** Begin Provided entries **
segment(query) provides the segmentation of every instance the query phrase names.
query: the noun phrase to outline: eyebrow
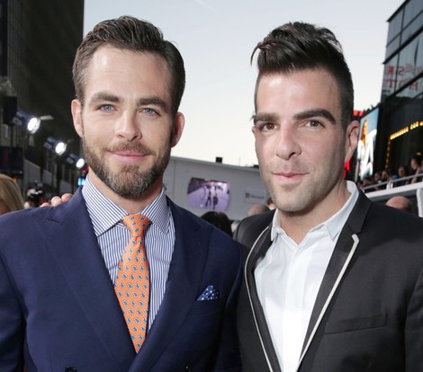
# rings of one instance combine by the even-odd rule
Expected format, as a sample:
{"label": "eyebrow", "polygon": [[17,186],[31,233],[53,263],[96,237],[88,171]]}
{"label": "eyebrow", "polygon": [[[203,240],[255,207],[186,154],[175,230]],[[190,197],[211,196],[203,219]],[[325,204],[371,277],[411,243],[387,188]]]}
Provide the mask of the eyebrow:
{"label": "eyebrow", "polygon": [[[122,100],[117,95],[109,93],[106,92],[99,92],[95,93],[91,99],[92,102],[101,102],[101,101],[107,101],[111,102],[120,102]],[[166,102],[157,96],[140,98],[137,101],[137,105],[139,106],[146,106],[146,105],[150,105],[150,104],[155,105],[155,106],[159,106],[165,111],[167,110],[167,105],[166,104]]]}
{"label": "eyebrow", "polygon": [[257,113],[254,114],[251,119],[253,120],[253,122],[256,125],[257,121],[278,121],[279,115],[275,113]]}
{"label": "eyebrow", "polygon": [[159,106],[163,110],[167,111],[167,105],[166,104],[166,102],[157,96],[140,98],[140,100],[137,101],[137,103],[139,106],[146,106],[146,105],[152,104],[154,106]]}
{"label": "eyebrow", "polygon": [[309,119],[312,117],[320,117],[328,120],[332,124],[337,123],[337,120],[335,120],[334,116],[330,113],[330,111],[326,109],[307,110],[305,111],[295,114],[293,117],[297,120],[302,120],[304,119]]}

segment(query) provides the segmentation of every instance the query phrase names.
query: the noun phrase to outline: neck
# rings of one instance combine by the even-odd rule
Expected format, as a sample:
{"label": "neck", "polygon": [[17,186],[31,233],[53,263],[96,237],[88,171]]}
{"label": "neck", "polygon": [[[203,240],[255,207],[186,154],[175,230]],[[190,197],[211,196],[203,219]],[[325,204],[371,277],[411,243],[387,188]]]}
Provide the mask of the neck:
{"label": "neck", "polygon": [[338,213],[348,199],[350,192],[345,188],[336,196],[328,198],[329,199],[322,200],[307,210],[286,212],[278,209],[278,225],[298,244],[310,230]]}
{"label": "neck", "polygon": [[90,173],[90,182],[107,199],[125,209],[130,214],[139,213],[158,196],[163,185],[163,177],[159,177],[142,195],[126,197],[115,193],[106,186],[93,172]]}

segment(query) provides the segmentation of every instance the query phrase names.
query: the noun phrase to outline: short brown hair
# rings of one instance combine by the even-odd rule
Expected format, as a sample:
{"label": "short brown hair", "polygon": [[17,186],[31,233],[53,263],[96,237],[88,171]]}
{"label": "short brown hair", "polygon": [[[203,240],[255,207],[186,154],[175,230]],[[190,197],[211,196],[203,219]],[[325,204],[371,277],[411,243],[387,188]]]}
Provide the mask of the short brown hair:
{"label": "short brown hair", "polygon": [[285,23],[272,31],[256,45],[251,61],[257,49],[256,93],[264,75],[322,68],[337,82],[342,124],[346,128],[354,112],[353,79],[341,44],[330,30],[300,22]]}
{"label": "short brown hair", "polygon": [[86,34],[77,49],[72,72],[76,95],[81,103],[84,103],[88,64],[102,45],[161,56],[166,61],[171,75],[172,113],[177,111],[185,87],[185,70],[181,54],[175,45],[163,39],[162,31],[152,23],[128,15],[101,22]]}

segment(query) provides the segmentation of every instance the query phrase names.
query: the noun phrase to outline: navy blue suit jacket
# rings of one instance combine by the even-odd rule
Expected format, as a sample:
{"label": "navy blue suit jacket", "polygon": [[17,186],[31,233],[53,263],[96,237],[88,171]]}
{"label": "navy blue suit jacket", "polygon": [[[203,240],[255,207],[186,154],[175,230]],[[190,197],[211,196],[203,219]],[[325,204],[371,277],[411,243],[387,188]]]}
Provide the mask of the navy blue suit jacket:
{"label": "navy blue suit jacket", "polygon": [[[0,370],[238,371],[240,249],[168,200],[176,244],[166,293],[137,355],[80,190],[0,217]],[[209,286],[215,300],[197,301]],[[72,369],[74,368],[74,369]]]}

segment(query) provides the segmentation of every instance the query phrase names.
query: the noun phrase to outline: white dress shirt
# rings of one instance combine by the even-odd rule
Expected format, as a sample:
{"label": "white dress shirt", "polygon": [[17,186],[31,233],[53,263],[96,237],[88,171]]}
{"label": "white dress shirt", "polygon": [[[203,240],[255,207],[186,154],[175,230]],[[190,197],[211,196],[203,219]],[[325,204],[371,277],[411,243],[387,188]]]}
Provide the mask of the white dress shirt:
{"label": "white dress shirt", "polygon": [[[130,238],[130,231],[122,222],[128,212],[103,195],[90,182],[89,175],[82,188],[82,195],[111,281],[114,284],[122,253]],[[140,213],[151,221],[145,235],[150,270],[148,309],[148,329],[150,329],[165,296],[175,245],[175,225],[165,190],[162,189],[160,194]]]}
{"label": "white dress shirt", "polygon": [[358,198],[354,182],[344,207],[310,229],[297,244],[278,226],[274,213],[272,245],[255,270],[258,297],[284,372],[297,370],[305,333],[338,237]]}

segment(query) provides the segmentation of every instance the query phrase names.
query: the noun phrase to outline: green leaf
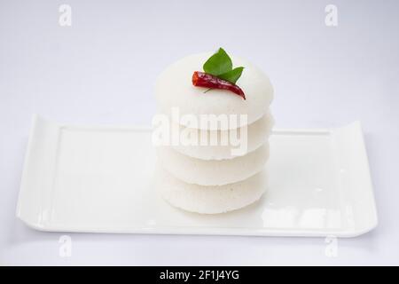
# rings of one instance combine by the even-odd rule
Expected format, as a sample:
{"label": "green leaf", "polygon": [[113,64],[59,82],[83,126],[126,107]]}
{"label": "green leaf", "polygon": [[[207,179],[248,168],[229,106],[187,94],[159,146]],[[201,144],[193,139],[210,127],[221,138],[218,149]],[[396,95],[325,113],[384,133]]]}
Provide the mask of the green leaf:
{"label": "green leaf", "polygon": [[231,71],[223,73],[220,75],[218,75],[219,78],[229,81],[232,83],[236,83],[237,80],[241,76],[242,70],[244,70],[244,67],[236,67],[232,69]]}
{"label": "green leaf", "polygon": [[203,66],[204,71],[215,76],[231,71],[232,62],[223,48],[212,55]]}

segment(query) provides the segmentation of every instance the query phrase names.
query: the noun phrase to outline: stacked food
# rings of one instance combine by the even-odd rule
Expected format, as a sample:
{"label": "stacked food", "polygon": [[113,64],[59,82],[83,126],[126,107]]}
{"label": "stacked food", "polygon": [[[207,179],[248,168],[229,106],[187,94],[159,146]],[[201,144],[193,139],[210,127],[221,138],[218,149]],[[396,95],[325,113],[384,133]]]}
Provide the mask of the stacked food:
{"label": "stacked food", "polygon": [[170,134],[157,149],[155,183],[163,198],[206,214],[257,201],[267,188],[264,165],[273,125],[269,78],[219,49],[168,67],[159,77],[156,95]]}

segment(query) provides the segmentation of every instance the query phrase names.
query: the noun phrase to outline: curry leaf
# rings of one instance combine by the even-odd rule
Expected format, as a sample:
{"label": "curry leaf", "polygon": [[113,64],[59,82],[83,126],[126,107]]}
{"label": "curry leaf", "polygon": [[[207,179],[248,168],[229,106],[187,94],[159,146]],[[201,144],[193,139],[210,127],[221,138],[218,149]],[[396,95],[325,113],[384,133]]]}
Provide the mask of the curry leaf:
{"label": "curry leaf", "polygon": [[232,62],[223,48],[212,55],[203,66],[204,71],[215,76],[232,71]]}
{"label": "curry leaf", "polygon": [[236,83],[237,80],[239,80],[239,78],[241,76],[243,70],[244,70],[243,67],[236,67],[231,71],[218,75],[218,77],[229,81],[230,83]]}

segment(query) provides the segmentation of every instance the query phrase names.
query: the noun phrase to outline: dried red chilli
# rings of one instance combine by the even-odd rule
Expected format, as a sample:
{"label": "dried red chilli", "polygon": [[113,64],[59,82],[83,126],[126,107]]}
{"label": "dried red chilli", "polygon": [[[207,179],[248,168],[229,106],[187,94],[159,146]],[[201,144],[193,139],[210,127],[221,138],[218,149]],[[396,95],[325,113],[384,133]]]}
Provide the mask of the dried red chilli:
{"label": "dried red chilli", "polygon": [[192,75],[192,84],[196,87],[227,90],[246,99],[244,91],[238,85],[205,72],[195,71]]}

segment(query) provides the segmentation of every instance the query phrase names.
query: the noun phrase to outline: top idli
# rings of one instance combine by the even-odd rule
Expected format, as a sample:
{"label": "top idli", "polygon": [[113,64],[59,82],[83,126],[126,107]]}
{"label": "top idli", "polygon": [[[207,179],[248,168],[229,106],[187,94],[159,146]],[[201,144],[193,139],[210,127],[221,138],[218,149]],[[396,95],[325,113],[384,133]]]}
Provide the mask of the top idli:
{"label": "top idli", "polygon": [[[273,99],[273,88],[268,76],[245,59],[231,56],[235,67],[245,67],[237,84],[244,91],[246,99],[229,91],[212,89],[205,92],[207,88],[192,85],[193,72],[201,71],[210,56],[212,52],[185,57],[160,74],[155,90],[159,112],[170,114],[172,108],[176,107],[180,117],[190,114],[198,118],[202,114],[246,114],[246,122],[239,120],[236,127],[250,124],[262,117]],[[180,120],[176,122],[190,126]]]}

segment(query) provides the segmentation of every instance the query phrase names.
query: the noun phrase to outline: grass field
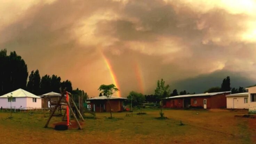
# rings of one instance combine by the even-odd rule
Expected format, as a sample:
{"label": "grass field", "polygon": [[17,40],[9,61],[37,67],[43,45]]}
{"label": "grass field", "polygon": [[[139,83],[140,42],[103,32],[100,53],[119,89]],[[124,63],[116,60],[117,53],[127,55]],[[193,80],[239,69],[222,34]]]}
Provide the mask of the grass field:
{"label": "grass field", "polygon": [[147,114],[114,113],[113,119],[107,118],[109,113],[97,113],[96,119],[85,119],[82,130],[64,131],[53,128],[61,117],[53,117],[46,128],[48,113],[18,112],[10,119],[10,113],[0,112],[0,143],[256,143],[256,119],[234,117],[246,111],[165,109],[169,119],[163,120],[156,119],[159,110],[143,112]]}

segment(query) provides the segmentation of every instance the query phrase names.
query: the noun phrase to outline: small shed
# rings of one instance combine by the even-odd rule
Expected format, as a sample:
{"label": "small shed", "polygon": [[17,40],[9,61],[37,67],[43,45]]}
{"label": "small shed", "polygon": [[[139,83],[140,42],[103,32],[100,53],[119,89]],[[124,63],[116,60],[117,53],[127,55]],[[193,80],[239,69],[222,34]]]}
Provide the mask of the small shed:
{"label": "small shed", "polygon": [[42,107],[41,98],[21,88],[0,96],[0,107],[10,109],[11,96],[13,97],[13,109],[39,109]]}
{"label": "small shed", "polygon": [[227,95],[227,108],[248,109],[248,93],[242,93]]}
{"label": "small shed", "polygon": [[54,105],[57,104],[58,100],[61,96],[61,94],[53,91],[39,96],[39,97],[42,98],[42,107],[45,108],[50,108],[51,105]]}
{"label": "small shed", "polygon": [[256,113],[256,86],[248,87],[248,103],[249,112],[250,113]]}
{"label": "small shed", "polygon": [[[111,96],[110,103],[111,110],[114,112],[122,111],[123,110],[123,102],[127,98]],[[105,96],[94,97],[86,99],[90,101],[91,110],[96,112],[110,112],[109,105],[107,98]]]}
{"label": "small shed", "polygon": [[222,109],[226,107],[226,96],[230,91],[182,95],[166,98],[164,106],[169,108],[193,107]]}

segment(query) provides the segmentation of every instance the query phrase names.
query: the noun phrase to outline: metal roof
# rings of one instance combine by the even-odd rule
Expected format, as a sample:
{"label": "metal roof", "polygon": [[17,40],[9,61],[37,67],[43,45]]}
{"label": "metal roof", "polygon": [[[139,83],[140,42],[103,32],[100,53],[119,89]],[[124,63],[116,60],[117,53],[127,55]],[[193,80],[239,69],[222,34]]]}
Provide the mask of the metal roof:
{"label": "metal roof", "polygon": [[226,96],[227,97],[229,97],[231,96],[248,96],[248,95],[249,93],[248,92],[246,92],[232,94],[231,95],[227,95]]}
{"label": "metal roof", "polygon": [[50,92],[46,94],[45,94],[40,96],[40,97],[43,97],[43,96],[61,96],[61,94],[54,92],[53,91]]}
{"label": "metal roof", "polygon": [[[91,98],[88,98],[87,100],[103,100],[103,99],[107,99],[107,97],[105,96],[99,96],[98,97],[94,97]],[[124,98],[123,97],[117,97],[114,96],[111,96],[110,97],[110,99],[128,99],[126,98]]]}
{"label": "metal roof", "polygon": [[223,91],[220,92],[216,92],[216,93],[206,93],[204,94],[189,94],[186,95],[181,95],[180,96],[171,96],[165,98],[166,99],[168,98],[180,98],[182,97],[192,97],[195,96],[211,96],[214,95],[216,95],[219,94],[224,94],[225,93],[230,93],[231,91]]}
{"label": "metal roof", "polygon": [[0,96],[0,98],[8,98],[10,96],[13,97],[30,97],[41,98],[41,97],[21,88],[5,94]]}

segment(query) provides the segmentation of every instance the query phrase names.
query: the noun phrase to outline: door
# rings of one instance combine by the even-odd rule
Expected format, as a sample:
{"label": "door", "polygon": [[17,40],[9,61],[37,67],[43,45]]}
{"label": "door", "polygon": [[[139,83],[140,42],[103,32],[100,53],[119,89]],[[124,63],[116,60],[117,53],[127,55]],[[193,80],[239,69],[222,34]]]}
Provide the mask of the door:
{"label": "door", "polygon": [[206,99],[203,99],[203,108],[206,109],[207,108],[207,101]]}
{"label": "door", "polygon": [[237,108],[237,98],[234,98],[233,99],[233,108]]}

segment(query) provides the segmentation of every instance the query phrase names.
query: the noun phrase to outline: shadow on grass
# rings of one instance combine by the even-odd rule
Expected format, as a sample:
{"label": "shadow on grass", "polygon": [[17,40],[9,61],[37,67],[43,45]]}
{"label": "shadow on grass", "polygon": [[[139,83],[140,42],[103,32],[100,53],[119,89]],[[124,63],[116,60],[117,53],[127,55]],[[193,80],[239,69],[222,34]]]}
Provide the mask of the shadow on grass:
{"label": "shadow on grass", "polygon": [[123,120],[123,119],[122,118],[115,118],[114,117],[105,117],[105,120],[110,120],[111,121],[117,121],[119,120]]}
{"label": "shadow on grass", "polygon": [[169,118],[166,117],[158,117],[157,118],[155,118],[158,120],[168,120],[169,119]]}

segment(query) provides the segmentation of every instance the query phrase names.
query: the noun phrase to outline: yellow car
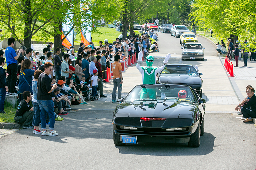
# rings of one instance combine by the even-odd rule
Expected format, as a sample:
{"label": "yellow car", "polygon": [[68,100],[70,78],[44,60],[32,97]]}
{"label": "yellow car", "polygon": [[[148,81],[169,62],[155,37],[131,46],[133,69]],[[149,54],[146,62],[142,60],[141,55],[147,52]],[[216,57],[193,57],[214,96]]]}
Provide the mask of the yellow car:
{"label": "yellow car", "polygon": [[192,32],[183,33],[180,37],[180,43],[183,46],[186,42],[198,42],[196,36]]}

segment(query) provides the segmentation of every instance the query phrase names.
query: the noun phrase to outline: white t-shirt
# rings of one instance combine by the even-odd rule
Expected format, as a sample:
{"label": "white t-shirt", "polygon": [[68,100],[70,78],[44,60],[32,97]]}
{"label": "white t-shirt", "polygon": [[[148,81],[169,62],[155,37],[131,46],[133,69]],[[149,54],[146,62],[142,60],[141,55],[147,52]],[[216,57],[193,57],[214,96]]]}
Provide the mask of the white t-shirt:
{"label": "white t-shirt", "polygon": [[150,49],[152,49],[152,48],[155,47],[156,46],[156,44],[153,44],[151,45],[151,46],[150,46]]}
{"label": "white t-shirt", "polygon": [[96,76],[93,75],[91,79],[92,80],[92,86],[98,85],[98,79],[99,79],[99,78]]}
{"label": "white t-shirt", "polygon": [[220,49],[221,49],[221,46],[220,44],[219,44],[218,45],[217,45],[216,46],[216,47],[217,48],[218,48]]}

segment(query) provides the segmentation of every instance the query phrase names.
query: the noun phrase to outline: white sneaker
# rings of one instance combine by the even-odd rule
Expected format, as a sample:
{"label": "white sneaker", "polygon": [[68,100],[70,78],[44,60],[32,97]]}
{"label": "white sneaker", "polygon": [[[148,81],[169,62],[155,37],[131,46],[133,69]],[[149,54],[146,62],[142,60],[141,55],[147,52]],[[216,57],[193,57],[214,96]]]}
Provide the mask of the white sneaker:
{"label": "white sneaker", "polygon": [[51,131],[50,132],[50,136],[57,136],[58,135],[58,134],[57,133],[57,132],[54,130]]}
{"label": "white sneaker", "polygon": [[47,130],[45,130],[45,131],[41,131],[41,132],[42,133],[41,135],[42,136],[46,136],[50,134],[50,133],[48,132]]}
{"label": "white sneaker", "polygon": [[17,94],[17,93],[11,93],[11,94],[9,94],[9,96],[19,96],[19,94]]}
{"label": "white sneaker", "polygon": [[35,131],[35,134],[42,134],[42,131],[40,131],[40,132],[38,132],[38,131],[37,131],[36,130]]}

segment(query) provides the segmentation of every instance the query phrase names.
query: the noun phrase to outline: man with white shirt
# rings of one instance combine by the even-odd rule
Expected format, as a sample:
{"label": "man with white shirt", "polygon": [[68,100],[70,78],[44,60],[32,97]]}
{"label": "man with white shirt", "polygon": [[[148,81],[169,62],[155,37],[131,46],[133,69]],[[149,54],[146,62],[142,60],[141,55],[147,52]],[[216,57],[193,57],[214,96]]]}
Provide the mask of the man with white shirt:
{"label": "man with white shirt", "polygon": [[221,49],[221,46],[220,45],[220,43],[218,42],[215,45],[216,46],[216,50],[217,50],[219,53],[220,53],[220,50]]}

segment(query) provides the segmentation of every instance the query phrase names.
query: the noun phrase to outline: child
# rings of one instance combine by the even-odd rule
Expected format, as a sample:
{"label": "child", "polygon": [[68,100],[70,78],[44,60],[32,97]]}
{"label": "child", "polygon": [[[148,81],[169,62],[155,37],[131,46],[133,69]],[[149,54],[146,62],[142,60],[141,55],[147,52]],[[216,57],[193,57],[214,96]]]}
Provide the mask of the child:
{"label": "child", "polygon": [[0,57],[0,113],[6,113],[4,110],[4,100],[5,99],[6,92],[8,91],[8,86],[6,83],[6,73],[3,68],[5,65],[4,58]]}
{"label": "child", "polygon": [[[87,103],[84,101],[84,97],[83,97],[84,94],[82,94],[82,91],[81,90],[81,89],[80,89],[78,86],[76,86],[76,92],[79,94],[79,95],[81,97],[81,102],[80,103],[80,104],[87,104]],[[77,100],[79,100],[79,97],[76,96],[76,99]]]}
{"label": "child", "polygon": [[[97,94],[97,89],[98,87],[98,82],[100,81],[100,80],[99,79],[97,75],[98,74],[98,71],[97,70],[94,70],[92,71],[93,75],[92,76],[91,78],[91,87],[92,88],[92,95],[93,96],[96,97]],[[98,100],[98,98],[96,98],[96,100]]]}

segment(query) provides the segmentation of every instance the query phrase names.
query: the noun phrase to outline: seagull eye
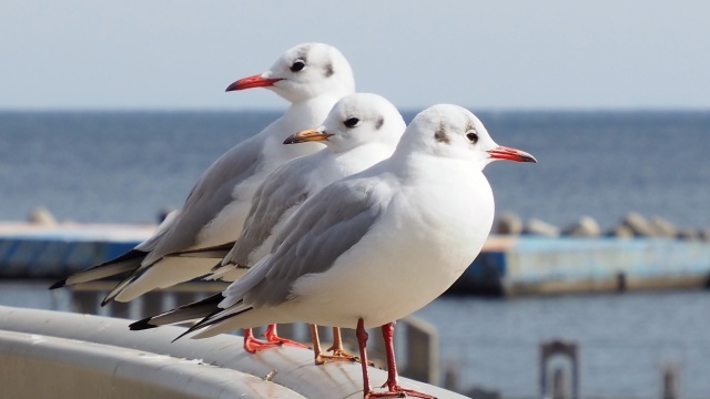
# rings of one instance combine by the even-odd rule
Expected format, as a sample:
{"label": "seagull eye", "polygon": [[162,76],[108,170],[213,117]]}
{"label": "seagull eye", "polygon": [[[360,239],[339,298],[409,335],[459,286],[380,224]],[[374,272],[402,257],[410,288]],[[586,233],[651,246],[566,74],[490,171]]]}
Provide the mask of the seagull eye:
{"label": "seagull eye", "polygon": [[347,127],[355,127],[359,124],[359,120],[357,117],[351,117],[343,122],[343,124]]}
{"label": "seagull eye", "polygon": [[293,62],[293,65],[291,65],[291,72],[298,72],[303,70],[305,66],[306,66],[306,62],[303,61],[302,59],[297,59],[296,61]]}

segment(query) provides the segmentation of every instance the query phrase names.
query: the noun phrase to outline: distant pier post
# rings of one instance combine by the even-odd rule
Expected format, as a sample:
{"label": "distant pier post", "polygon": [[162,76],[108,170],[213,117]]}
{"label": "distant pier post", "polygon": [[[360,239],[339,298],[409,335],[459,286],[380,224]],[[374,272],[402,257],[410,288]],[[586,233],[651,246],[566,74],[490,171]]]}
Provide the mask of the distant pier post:
{"label": "distant pier post", "polygon": [[[557,355],[565,356],[569,359],[572,375],[571,392],[567,391],[569,385],[566,385],[564,381],[565,374],[561,368],[556,368],[554,374],[555,378],[551,383],[548,379],[549,362],[552,357]],[[550,386],[552,387],[550,388]],[[576,342],[564,339],[552,339],[540,345],[540,398],[579,399],[579,359]]]}

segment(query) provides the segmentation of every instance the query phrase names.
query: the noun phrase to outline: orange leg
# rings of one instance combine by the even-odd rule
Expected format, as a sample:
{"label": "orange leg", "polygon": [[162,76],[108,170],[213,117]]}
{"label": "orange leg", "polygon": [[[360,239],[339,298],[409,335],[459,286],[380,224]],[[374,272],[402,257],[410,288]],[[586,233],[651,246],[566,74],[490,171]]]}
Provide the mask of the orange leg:
{"label": "orange leg", "polygon": [[405,396],[435,399],[435,397],[415,391],[412,389],[405,389],[399,386],[399,375],[397,372],[397,362],[395,361],[395,347],[394,347],[395,325],[388,323],[382,326],[382,338],[385,341],[385,355],[387,356],[387,382],[382,387],[387,387],[386,392],[371,392],[366,398],[402,398]]}

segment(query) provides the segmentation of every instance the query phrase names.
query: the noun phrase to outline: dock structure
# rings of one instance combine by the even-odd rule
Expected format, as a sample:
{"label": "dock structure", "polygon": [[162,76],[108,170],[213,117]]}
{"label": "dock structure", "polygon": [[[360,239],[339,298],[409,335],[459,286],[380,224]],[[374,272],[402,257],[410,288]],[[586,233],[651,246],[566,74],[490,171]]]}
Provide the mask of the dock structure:
{"label": "dock structure", "polygon": [[503,296],[708,287],[710,243],[491,236],[452,288]]}
{"label": "dock structure", "polygon": [[[154,228],[0,224],[0,277],[62,278],[128,252]],[[709,282],[708,241],[491,235],[449,291],[517,296],[706,287]]]}
{"label": "dock structure", "polygon": [[[130,331],[130,320],[0,306],[2,398],[362,398],[357,362],[315,366],[313,351],[255,355],[240,337],[180,339],[183,327]],[[372,368],[378,386],[386,371]],[[440,399],[460,395],[407,378]]]}

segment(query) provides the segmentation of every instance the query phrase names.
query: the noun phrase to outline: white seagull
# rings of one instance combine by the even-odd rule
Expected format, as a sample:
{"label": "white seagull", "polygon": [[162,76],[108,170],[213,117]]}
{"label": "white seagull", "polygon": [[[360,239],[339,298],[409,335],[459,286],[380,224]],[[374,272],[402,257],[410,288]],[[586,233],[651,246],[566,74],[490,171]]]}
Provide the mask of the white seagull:
{"label": "white seagull", "polygon": [[[435,105],[407,127],[395,153],[307,200],[273,250],[222,294],[134,323],[150,328],[176,314],[204,318],[185,334],[306,321],[356,328],[365,397],[412,395],[399,386],[390,321],[424,307],[470,265],[494,218],[483,168],[494,160],[536,162],[499,146],[456,105]],[[369,386],[365,328],[383,326],[387,392]],[[183,334],[184,335],[184,334]]]}
{"label": "white seagull", "polygon": [[354,92],[351,66],[327,44],[306,43],[287,50],[261,74],[232,83],[226,90],[266,88],[291,102],[286,113],[261,133],[217,158],[192,188],[182,209],[135,248],[99,266],[69,276],[50,288],[128,273],[104,298],[129,301],[155,288],[191,280],[211,272],[214,259],[171,254],[233,242],[242,232],[252,196],[264,177],[296,156],[323,145],[283,145],[294,132],[317,126],[342,96]]}
{"label": "white seagull", "polygon": [[[355,93],[341,99],[320,127],[301,131],[286,139],[286,144],[316,141],[326,147],[292,160],[266,177],[254,194],[241,236],[214,277],[235,280],[239,277],[235,273],[254,265],[270,253],[274,237],[305,200],[337,180],[388,158],[405,129],[404,119],[389,101],[377,94]],[[322,355],[317,329],[311,326],[311,331],[316,364],[323,364],[326,359],[353,358],[343,348],[338,328],[334,328],[334,344],[328,348],[332,356]],[[266,342],[256,340],[251,329],[246,329],[244,349],[254,352],[277,344],[292,342],[280,338],[274,325],[268,326],[264,336]]]}

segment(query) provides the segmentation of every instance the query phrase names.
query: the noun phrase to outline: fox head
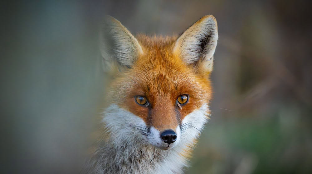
** End Provided entries **
Task prompt: Please locate each line in the items above that contains the string "yellow" and copy it out in full. Matching is case-sensitive.

Output for this task:
query: the noun phrase to outline: yellow car
{"label": "yellow car", "polygon": [[68,100],[70,78],[44,60],[32,97]]}
{"label": "yellow car", "polygon": [[[148,81],[169,62],[155,37],[131,46],[133,69]],[[149,54],[146,62],[142,60],[141,55],[147,52]],[[216,57],[193,57],[214,96]]]}
Provide the mask of the yellow car:
{"label": "yellow car", "polygon": [[192,32],[183,33],[180,37],[180,43],[183,46],[186,42],[198,42],[196,36]]}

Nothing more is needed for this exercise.